- _Goal of the exercise_
An identical copy of the records below is the expected result.

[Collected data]

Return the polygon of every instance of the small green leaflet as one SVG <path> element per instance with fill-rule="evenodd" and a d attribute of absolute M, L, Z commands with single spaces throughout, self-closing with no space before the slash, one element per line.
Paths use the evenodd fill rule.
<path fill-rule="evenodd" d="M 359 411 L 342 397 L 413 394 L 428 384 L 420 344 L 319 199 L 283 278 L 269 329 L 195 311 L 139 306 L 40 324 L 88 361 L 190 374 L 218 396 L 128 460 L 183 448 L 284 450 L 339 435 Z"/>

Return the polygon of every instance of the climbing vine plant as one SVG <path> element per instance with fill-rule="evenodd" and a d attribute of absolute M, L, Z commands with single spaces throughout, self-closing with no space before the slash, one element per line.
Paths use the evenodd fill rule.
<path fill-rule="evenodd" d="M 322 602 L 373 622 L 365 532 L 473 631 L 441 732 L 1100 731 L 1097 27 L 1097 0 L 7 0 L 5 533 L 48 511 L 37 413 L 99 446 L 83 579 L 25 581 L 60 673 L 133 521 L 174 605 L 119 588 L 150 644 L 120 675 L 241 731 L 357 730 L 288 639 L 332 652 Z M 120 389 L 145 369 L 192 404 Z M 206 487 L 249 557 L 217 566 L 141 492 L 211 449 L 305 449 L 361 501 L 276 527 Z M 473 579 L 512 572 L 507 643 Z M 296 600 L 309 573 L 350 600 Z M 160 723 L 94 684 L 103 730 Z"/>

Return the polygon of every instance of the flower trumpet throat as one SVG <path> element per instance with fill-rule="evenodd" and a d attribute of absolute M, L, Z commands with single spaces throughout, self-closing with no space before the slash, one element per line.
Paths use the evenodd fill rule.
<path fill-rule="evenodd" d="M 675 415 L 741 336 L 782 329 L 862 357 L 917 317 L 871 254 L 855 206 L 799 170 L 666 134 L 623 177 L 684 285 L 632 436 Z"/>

- _Finished exercise_
Return the polygon of every instance of the small green leaflet as one SVG <path> element per instance with fill-rule="evenodd" and a d attribute of absolute M, L, Z commands with single spaces throughout, self-closing with no space before the slash, one element per line.
Paths use the evenodd fill rule.
<path fill-rule="evenodd" d="M 359 411 L 342 397 L 413 394 L 428 384 L 420 344 L 319 199 L 283 278 L 269 329 L 195 311 L 139 306 L 40 324 L 88 361 L 190 374 L 218 396 L 128 460 L 183 448 L 284 450 L 339 435 Z"/>

Return the polygon of every instance of the climbing vine plant as one SVG <path> element per instance with fill-rule="evenodd" and a d attribute of absolute M, L, Z commands with single spaces throughout, self-closing with no space before the slash, one element per line.
Paths use the evenodd fill rule.
<path fill-rule="evenodd" d="M 322 602 L 373 622 L 365 532 L 473 631 L 441 732 L 1100 731 L 1097 27 L 1097 0 L 7 0 L 5 533 L 48 511 L 37 413 L 99 446 L 83 579 L 25 581 L 60 673 L 133 521 L 174 605 L 119 588 L 150 644 L 120 675 L 241 731 L 357 730 L 288 639 L 332 652 Z M 120 389 L 145 369 L 192 404 Z M 206 487 L 249 557 L 217 566 L 141 492 L 211 449 L 305 449 L 361 501 L 276 527 Z M 473 579 L 512 572 L 507 643 Z M 296 600 L 309 573 L 350 600 Z M 160 723 L 94 684 L 103 730 Z"/>

Return the polygon of every instance of the flower trumpet throat as one SVG <path> element per instance with fill-rule="evenodd" and a d attribute of absolute M, L, Z commands with single spaces throughout, self-closing with no space before the slash, one element per line.
Paths use the evenodd fill rule.
<path fill-rule="evenodd" d="M 675 415 L 741 336 L 782 329 L 862 357 L 917 317 L 871 254 L 855 206 L 799 170 L 666 134 L 623 177 L 684 285 L 632 436 Z"/>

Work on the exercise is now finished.